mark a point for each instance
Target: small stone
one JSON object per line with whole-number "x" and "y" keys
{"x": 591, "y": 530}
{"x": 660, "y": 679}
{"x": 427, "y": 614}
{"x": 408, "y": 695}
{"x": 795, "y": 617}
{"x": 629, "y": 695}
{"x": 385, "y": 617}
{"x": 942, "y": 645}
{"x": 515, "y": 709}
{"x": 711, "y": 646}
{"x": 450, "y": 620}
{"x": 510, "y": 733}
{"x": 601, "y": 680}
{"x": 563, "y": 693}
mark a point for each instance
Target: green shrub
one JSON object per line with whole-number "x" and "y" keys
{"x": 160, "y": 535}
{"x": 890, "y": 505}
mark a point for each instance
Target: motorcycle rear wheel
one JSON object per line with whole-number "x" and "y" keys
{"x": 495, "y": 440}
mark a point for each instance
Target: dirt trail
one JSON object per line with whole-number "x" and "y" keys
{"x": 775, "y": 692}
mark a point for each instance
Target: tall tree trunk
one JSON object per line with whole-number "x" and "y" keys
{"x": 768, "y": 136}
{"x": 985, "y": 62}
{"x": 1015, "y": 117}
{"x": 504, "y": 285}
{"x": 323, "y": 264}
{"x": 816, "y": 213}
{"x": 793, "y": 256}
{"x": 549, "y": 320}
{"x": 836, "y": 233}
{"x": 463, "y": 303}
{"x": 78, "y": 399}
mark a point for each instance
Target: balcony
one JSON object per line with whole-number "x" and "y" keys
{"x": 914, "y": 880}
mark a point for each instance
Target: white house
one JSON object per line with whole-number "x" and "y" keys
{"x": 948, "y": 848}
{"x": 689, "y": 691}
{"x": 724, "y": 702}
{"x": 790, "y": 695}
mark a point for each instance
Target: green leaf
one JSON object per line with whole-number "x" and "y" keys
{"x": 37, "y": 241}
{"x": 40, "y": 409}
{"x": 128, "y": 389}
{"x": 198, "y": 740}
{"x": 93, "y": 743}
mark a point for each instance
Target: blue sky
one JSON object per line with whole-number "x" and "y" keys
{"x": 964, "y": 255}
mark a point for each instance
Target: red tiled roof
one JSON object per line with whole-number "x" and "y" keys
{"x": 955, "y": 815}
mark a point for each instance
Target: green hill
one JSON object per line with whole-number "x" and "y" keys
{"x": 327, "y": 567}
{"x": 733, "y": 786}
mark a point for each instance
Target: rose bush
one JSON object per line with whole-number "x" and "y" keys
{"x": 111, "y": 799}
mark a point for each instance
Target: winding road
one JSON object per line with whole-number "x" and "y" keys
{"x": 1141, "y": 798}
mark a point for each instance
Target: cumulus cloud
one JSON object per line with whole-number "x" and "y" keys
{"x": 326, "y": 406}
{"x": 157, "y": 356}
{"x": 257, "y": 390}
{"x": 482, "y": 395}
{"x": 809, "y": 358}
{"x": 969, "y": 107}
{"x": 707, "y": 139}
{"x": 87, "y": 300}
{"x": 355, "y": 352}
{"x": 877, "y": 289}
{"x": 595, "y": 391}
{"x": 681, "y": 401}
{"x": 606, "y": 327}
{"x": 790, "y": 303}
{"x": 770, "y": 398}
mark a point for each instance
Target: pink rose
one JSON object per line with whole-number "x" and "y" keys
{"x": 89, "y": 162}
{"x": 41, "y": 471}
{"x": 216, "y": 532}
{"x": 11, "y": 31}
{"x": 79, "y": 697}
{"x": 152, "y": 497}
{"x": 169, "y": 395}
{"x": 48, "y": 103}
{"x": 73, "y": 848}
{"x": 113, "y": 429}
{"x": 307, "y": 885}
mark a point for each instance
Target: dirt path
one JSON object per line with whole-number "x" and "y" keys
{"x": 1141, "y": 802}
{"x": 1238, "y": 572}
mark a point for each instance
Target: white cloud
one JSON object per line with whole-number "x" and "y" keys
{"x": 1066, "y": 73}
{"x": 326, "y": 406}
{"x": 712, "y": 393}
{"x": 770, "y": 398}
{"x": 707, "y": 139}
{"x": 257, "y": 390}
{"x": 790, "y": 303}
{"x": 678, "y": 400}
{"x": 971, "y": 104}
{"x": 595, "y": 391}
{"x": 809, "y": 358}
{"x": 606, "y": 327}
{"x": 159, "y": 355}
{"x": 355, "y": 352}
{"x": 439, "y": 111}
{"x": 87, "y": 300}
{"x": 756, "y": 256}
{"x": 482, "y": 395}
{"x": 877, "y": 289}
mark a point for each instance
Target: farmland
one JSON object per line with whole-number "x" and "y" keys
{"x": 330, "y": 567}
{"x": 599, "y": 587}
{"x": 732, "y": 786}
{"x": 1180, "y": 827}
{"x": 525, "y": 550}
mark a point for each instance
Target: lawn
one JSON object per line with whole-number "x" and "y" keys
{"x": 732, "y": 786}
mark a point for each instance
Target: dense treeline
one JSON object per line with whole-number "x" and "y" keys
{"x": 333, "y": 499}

**Short exercise**. Your task is to return the full listing exactly as it was given.

**Problem solution**.
mark a point for each instance
Target: small stone
one JSON object per line with whole-number "x" and "y" keys
{"x": 591, "y": 530}
{"x": 660, "y": 679}
{"x": 427, "y": 614}
{"x": 408, "y": 695}
{"x": 795, "y": 617}
{"x": 629, "y": 695}
{"x": 385, "y": 617}
{"x": 942, "y": 645}
{"x": 515, "y": 709}
{"x": 711, "y": 646}
{"x": 450, "y": 620}
{"x": 510, "y": 733}
{"x": 601, "y": 680}
{"x": 563, "y": 693}
mark a point for each instance
Target: green shrub
one JSON object per line with whole-number "x" and "y" keys
{"x": 160, "y": 535}
{"x": 890, "y": 505}
mark a point for each instance
Target: motorcycle rear wheel
one JSON object per line with whole-number "x" and "y" keys
{"x": 495, "y": 440}
mark a point for each instance
Target: dirt trail
one JSON object per line with whole-number "x" and "y" keys
{"x": 775, "y": 692}
mark a point for each instance
Target: tall tree trunk
one JSON object per line with whole-number "x" and "y" keys
{"x": 768, "y": 136}
{"x": 985, "y": 62}
{"x": 1015, "y": 117}
{"x": 504, "y": 285}
{"x": 323, "y": 264}
{"x": 816, "y": 213}
{"x": 793, "y": 256}
{"x": 549, "y": 320}
{"x": 836, "y": 233}
{"x": 463, "y": 303}
{"x": 78, "y": 399}
mark a point for each instance
Target: balcony
one JSON object per line with whole-number "x" and "y" keys
{"x": 914, "y": 880}
mark a point for each instance
Target: white house
one JSON object per line with whole-number "x" and "y" keys
{"x": 948, "y": 848}
{"x": 689, "y": 691}
{"x": 724, "y": 702}
{"x": 790, "y": 695}
mark a point for each instance
Target: green leaf
one JSON object per line with whole-number "x" and "y" keys
{"x": 37, "y": 241}
{"x": 40, "y": 409}
{"x": 128, "y": 389}
{"x": 198, "y": 740}
{"x": 93, "y": 743}
mark a point for each instance
Target: blue sky
one JSON object per line with whole-number "x" and "y" keys
{"x": 964, "y": 255}
mark a point for each instance
Target: red tiled roof
one JSON object per line with whole-number "x" and "y" keys
{"x": 955, "y": 815}
mark a point for each instance
Target: green hill
one JSON object per line with whole-number "x" and "y" keys
{"x": 327, "y": 567}
{"x": 733, "y": 786}
mark a point for each instance
Target: rose bush
one JSON object per line with whole-number "x" and "y" keys
{"x": 111, "y": 799}
mark a point for each instance
Target: winding road
one JSON object per line with whole-number "x" and "y" keys
{"x": 1141, "y": 798}
mark a point for each instance
Target: cumulus cloud
one JSON object per line with whole-number "x" and "y" keys
{"x": 326, "y": 406}
{"x": 157, "y": 356}
{"x": 257, "y": 390}
{"x": 482, "y": 395}
{"x": 809, "y": 358}
{"x": 969, "y": 107}
{"x": 707, "y": 139}
{"x": 87, "y": 300}
{"x": 355, "y": 352}
{"x": 877, "y": 289}
{"x": 595, "y": 391}
{"x": 681, "y": 401}
{"x": 606, "y": 327}
{"x": 790, "y": 303}
{"x": 770, "y": 398}
mark a point for each instance
Target: pink rose
one JSON object per line with whole-number "x" and "y" keys
{"x": 89, "y": 162}
{"x": 41, "y": 471}
{"x": 216, "y": 532}
{"x": 11, "y": 31}
{"x": 79, "y": 697}
{"x": 152, "y": 497}
{"x": 169, "y": 395}
{"x": 48, "y": 103}
{"x": 73, "y": 848}
{"x": 113, "y": 429}
{"x": 307, "y": 885}
mark a point for each instance
Target: dirt path
one JSON object per line with whole-number "x" and "y" keys
{"x": 1141, "y": 802}
{"x": 1238, "y": 572}
mark a point for each instance
Target: white cloud
one JSON object per line with whole-number "x" and "y" keys
{"x": 1066, "y": 73}
{"x": 326, "y": 406}
{"x": 712, "y": 393}
{"x": 770, "y": 398}
{"x": 707, "y": 139}
{"x": 257, "y": 390}
{"x": 790, "y": 303}
{"x": 678, "y": 400}
{"x": 971, "y": 104}
{"x": 595, "y": 391}
{"x": 809, "y": 358}
{"x": 606, "y": 327}
{"x": 159, "y": 355}
{"x": 355, "y": 352}
{"x": 439, "y": 111}
{"x": 87, "y": 300}
{"x": 756, "y": 256}
{"x": 482, "y": 395}
{"x": 877, "y": 289}
mark a point for each instance
Target: farmland
one JSON object per line with whole-number "x" and "y" keys
{"x": 330, "y": 567}
{"x": 599, "y": 587}
{"x": 732, "y": 786}
{"x": 1180, "y": 827}
{"x": 525, "y": 550}
mark a point for each instance
Target: lawn
one JSON object per line with whole-number "x" and "y" keys
{"x": 732, "y": 786}
mark a point for each instance
Target: dense treeline
one JSON object per line with whole-number "x" and "y" keys
{"x": 333, "y": 499}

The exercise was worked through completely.